··· Source material ···

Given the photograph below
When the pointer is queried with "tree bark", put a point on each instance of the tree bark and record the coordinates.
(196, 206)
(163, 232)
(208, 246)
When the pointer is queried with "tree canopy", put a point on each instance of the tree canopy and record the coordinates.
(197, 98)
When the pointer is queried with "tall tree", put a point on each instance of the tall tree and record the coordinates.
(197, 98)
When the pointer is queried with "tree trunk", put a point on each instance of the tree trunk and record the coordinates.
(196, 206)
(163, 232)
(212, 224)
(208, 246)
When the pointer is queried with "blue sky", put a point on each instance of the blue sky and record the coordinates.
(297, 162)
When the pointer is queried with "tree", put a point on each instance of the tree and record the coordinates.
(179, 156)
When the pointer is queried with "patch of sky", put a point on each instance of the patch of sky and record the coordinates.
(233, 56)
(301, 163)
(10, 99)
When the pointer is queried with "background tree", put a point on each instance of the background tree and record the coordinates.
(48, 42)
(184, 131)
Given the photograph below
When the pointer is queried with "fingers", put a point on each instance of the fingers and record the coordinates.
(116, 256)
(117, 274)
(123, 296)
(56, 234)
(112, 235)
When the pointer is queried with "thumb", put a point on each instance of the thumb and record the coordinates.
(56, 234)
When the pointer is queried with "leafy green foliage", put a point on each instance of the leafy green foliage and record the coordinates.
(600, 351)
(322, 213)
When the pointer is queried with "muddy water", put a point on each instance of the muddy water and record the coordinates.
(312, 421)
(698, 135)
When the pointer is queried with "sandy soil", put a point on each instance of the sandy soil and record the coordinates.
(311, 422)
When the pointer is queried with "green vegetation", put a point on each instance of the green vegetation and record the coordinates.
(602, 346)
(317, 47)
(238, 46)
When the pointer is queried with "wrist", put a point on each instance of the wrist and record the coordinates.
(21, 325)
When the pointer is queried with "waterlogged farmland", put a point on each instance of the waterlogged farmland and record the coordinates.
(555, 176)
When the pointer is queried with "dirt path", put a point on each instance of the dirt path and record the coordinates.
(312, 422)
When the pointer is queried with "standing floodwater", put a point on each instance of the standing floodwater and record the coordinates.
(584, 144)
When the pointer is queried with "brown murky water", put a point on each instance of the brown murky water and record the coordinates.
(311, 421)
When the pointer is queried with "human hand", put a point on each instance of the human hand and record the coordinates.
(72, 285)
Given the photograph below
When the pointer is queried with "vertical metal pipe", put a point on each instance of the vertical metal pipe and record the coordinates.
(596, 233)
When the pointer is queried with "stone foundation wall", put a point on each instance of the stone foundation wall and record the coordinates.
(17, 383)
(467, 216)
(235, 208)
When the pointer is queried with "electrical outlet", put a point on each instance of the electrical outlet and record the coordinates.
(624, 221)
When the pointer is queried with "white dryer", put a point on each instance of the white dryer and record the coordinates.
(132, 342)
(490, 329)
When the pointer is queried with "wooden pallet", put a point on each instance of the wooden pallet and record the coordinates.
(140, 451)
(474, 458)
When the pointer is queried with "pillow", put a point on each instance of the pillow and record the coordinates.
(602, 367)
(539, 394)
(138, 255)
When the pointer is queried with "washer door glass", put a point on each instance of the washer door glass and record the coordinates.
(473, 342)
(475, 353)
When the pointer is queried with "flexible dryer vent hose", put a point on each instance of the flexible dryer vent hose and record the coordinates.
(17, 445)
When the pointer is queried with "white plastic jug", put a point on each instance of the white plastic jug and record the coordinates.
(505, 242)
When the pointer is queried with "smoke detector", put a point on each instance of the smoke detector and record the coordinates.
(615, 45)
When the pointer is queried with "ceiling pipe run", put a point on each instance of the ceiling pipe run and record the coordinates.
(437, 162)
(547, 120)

···
··· Source material ···

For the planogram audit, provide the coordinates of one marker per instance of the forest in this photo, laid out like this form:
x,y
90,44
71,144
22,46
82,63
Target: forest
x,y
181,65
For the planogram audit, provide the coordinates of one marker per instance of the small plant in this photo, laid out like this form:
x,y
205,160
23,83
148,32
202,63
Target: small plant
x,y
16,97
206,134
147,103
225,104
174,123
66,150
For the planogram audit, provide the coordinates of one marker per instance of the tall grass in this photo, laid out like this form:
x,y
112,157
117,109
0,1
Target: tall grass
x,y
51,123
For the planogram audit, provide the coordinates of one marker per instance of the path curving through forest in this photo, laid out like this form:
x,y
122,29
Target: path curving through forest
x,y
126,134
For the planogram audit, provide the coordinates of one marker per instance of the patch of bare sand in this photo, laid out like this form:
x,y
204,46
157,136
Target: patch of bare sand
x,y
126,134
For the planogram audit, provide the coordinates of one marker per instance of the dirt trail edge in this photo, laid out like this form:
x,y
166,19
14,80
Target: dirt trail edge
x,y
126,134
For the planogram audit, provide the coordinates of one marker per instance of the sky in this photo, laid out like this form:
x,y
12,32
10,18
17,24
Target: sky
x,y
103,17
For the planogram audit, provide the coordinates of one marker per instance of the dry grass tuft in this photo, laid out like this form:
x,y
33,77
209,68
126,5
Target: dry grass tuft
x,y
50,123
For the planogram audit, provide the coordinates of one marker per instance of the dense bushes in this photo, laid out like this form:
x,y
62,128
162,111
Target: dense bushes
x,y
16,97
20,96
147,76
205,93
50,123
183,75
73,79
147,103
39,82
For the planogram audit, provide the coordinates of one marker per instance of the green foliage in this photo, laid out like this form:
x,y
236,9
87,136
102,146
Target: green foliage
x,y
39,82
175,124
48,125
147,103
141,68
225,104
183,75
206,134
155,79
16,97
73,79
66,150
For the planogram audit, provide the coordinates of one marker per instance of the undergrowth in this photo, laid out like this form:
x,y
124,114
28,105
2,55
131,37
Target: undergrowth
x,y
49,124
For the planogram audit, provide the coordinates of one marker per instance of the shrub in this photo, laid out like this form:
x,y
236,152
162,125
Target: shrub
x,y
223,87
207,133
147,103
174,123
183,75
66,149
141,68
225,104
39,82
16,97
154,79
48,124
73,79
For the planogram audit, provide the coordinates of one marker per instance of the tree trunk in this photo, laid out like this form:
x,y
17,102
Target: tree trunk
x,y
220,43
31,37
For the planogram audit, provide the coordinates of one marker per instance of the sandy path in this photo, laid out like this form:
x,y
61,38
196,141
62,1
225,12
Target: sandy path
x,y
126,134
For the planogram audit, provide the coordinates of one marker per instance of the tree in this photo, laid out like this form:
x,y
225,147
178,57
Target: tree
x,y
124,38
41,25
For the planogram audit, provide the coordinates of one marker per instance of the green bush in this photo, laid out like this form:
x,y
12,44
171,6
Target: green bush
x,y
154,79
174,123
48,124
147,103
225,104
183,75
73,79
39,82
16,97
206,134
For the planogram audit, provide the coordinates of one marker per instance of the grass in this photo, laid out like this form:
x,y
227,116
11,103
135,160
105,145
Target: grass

···

**What you need to do:** Please reproduce the lines from the line with "of the undergrowth" to the line with "Target: grass", both ends included, exactly as they appear above.

**Solution for this task:**
For the planogram audit, provide the coordinates of one marker per instance of the undergrowth in this photo, laid out like this form:
x,y
124,114
28,105
2,55
131,37
Target: undergrowth
x,y
49,124
For the planogram audit, provide the coordinates of one marker per instance of the shrub in this photo, laid out like this form:
x,y
236,152
162,125
Target: shrub
x,y
223,87
207,133
147,103
174,123
183,75
66,149
141,68
225,104
39,82
16,97
154,79
48,124
73,79
For the planogram audit, provide the coordinates of one marker per instance of the tree trunk in this photo, laid out like this form:
x,y
17,102
Target: tree trunk
x,y
220,43
31,37
For the planogram audit, provide the coordinates of one marker per instance of the sandy path in this photo, laid out like this form:
x,y
61,38
196,141
62,1
225,12
Target: sandy path
x,y
126,134
For the planogram audit, provide the coordinates of one marker per instance of the tree in this photo, laid out like this form:
x,y
225,147
178,57
Target: tree
x,y
124,38
41,25
For the planogram audit, provide the coordinates of one marker per instance of the green bush in this photo, laid out like this form:
x,y
12,44
171,6
Target: green bush
x,y
154,79
174,123
48,124
147,103
225,104
183,75
73,79
39,82
16,97
206,134
For the planogram audit, provide the coordinates of one marker per instance of the grass in this photo, laid out like this form:
x,y
227,116
11,103
135,160
105,145
Target: grass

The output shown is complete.